GIVEN REQUEST:
Copy the entries word for word, from the line containing "Target: black acura tl" through the end of the entries.

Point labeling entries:
________________

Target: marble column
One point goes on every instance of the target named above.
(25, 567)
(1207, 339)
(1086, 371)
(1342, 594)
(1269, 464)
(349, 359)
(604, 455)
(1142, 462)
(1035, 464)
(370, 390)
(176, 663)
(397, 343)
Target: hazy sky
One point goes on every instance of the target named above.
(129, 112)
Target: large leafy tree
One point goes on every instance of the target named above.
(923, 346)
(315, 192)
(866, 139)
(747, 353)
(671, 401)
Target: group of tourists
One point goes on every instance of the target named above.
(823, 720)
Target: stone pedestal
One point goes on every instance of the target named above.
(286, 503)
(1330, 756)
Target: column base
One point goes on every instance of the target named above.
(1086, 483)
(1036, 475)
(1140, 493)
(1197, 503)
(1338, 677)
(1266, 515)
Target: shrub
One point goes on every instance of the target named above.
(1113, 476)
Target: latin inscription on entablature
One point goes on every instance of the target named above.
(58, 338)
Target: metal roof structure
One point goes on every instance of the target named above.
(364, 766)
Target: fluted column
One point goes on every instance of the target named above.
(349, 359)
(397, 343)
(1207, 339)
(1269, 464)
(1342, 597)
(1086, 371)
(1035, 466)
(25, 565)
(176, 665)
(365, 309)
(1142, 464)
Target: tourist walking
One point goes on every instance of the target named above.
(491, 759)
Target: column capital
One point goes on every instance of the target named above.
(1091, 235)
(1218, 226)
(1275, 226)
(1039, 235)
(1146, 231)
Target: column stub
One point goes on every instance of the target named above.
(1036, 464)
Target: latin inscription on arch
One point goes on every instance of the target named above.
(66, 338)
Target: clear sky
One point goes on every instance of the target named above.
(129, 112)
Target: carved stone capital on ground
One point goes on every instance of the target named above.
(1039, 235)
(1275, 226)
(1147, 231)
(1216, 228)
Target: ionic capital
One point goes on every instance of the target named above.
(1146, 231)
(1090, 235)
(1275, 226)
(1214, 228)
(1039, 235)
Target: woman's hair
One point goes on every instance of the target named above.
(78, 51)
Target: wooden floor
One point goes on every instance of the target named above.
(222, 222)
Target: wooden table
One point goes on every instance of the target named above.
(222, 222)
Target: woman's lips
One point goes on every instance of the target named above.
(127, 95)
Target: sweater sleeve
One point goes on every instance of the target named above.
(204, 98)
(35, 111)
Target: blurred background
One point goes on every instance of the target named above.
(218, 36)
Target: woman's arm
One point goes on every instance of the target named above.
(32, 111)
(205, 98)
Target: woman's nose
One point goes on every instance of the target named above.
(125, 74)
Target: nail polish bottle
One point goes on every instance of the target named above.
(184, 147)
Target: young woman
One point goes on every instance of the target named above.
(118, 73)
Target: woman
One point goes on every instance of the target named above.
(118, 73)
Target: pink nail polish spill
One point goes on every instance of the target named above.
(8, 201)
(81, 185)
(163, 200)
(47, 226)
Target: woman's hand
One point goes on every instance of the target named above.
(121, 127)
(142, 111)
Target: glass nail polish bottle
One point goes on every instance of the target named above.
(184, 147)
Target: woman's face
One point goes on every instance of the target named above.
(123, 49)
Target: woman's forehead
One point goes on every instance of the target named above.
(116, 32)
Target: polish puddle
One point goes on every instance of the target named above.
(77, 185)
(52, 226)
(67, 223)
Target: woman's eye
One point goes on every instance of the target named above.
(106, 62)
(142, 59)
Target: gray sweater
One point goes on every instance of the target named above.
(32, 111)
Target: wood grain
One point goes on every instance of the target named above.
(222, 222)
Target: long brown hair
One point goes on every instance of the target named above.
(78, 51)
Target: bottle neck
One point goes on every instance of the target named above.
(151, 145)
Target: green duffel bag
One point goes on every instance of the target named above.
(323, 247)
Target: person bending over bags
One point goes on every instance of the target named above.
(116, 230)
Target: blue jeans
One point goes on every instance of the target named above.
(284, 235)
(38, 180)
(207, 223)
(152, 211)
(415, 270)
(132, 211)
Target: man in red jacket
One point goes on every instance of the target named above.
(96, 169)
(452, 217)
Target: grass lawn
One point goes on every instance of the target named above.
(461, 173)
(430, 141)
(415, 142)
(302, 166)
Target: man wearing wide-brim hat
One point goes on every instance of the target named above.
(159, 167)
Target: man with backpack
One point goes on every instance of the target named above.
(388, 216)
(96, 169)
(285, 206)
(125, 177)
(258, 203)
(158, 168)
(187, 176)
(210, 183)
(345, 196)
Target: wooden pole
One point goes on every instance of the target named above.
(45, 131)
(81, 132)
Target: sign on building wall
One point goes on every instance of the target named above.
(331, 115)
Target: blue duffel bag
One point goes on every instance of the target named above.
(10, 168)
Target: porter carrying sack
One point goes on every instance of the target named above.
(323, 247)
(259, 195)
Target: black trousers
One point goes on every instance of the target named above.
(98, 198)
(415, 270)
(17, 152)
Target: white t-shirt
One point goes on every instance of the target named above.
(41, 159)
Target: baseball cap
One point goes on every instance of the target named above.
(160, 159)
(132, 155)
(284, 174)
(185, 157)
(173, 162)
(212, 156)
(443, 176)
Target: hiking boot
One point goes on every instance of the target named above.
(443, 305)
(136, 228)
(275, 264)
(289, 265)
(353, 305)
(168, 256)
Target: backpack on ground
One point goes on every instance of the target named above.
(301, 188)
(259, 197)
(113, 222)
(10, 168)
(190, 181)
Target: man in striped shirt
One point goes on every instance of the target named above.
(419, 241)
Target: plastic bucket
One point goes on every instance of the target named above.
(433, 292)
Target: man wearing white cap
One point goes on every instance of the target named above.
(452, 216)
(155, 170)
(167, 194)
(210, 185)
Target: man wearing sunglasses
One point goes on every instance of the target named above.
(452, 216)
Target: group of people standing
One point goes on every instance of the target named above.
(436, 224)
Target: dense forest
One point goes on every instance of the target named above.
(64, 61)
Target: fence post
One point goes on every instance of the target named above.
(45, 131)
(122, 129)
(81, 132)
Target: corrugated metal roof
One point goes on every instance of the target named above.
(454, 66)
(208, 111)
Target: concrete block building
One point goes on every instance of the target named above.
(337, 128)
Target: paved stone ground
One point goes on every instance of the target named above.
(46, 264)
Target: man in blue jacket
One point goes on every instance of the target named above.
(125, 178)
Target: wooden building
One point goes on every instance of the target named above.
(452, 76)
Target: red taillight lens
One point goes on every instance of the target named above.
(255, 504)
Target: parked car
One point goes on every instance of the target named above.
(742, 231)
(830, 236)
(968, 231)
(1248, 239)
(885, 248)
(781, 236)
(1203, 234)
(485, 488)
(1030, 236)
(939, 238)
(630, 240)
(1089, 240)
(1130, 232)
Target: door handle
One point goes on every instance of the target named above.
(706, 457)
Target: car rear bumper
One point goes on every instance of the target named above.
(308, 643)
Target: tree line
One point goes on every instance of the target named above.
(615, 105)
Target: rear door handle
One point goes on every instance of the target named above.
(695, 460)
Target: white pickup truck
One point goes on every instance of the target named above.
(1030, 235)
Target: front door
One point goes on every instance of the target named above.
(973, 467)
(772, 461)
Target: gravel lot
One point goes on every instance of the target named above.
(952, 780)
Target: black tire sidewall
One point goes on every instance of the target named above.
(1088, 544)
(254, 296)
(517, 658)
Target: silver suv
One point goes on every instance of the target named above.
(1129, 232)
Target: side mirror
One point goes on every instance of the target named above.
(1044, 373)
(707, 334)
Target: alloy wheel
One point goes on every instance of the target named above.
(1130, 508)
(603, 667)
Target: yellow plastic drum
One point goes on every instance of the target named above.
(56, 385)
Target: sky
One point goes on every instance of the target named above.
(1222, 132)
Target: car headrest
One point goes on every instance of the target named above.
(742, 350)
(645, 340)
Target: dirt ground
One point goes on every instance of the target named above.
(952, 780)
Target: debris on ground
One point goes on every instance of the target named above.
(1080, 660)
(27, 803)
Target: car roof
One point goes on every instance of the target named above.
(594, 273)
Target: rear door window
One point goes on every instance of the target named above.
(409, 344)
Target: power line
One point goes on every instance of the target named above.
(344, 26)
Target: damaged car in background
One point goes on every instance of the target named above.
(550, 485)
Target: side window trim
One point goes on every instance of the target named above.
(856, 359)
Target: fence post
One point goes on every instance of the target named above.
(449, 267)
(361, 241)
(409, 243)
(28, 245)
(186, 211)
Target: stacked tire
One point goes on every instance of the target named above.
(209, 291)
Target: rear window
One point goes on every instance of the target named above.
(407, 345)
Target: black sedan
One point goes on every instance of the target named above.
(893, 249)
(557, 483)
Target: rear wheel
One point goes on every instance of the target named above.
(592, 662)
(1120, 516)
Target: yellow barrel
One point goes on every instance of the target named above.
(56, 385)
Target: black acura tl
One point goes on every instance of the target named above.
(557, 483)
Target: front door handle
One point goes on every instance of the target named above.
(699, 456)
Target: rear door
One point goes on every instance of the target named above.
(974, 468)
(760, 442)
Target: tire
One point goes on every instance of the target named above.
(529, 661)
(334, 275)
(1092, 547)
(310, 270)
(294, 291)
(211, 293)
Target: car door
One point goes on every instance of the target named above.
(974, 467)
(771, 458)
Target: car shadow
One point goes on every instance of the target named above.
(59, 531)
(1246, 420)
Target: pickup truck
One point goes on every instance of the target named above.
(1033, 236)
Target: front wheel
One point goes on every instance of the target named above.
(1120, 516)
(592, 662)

________________

EXERCISE RESPONSE:
Target: black acura tl
One point goes on every instance of the target named above.
(557, 483)
Target: front door handle
One point goes on every instance of the target named above.
(699, 456)
Target: rear door
One point goes on every instance of the target named above.
(974, 468)
(760, 442)
Target: tire
One point goes on every instance of the target named above.
(529, 661)
(334, 275)
(1092, 547)
(310, 270)
(294, 291)
(211, 293)
Target: car door
One point goes on every instance of the target named above.
(974, 467)
(771, 458)
Target: car shadow
One point goes on every instance of the target named above.
(59, 531)
(1246, 420)
Target: pickup truck
One point goes on every instance of the target named above.
(1033, 236)
Target: front wheel
One point goes on every instance of the target named above.
(1120, 516)
(592, 662)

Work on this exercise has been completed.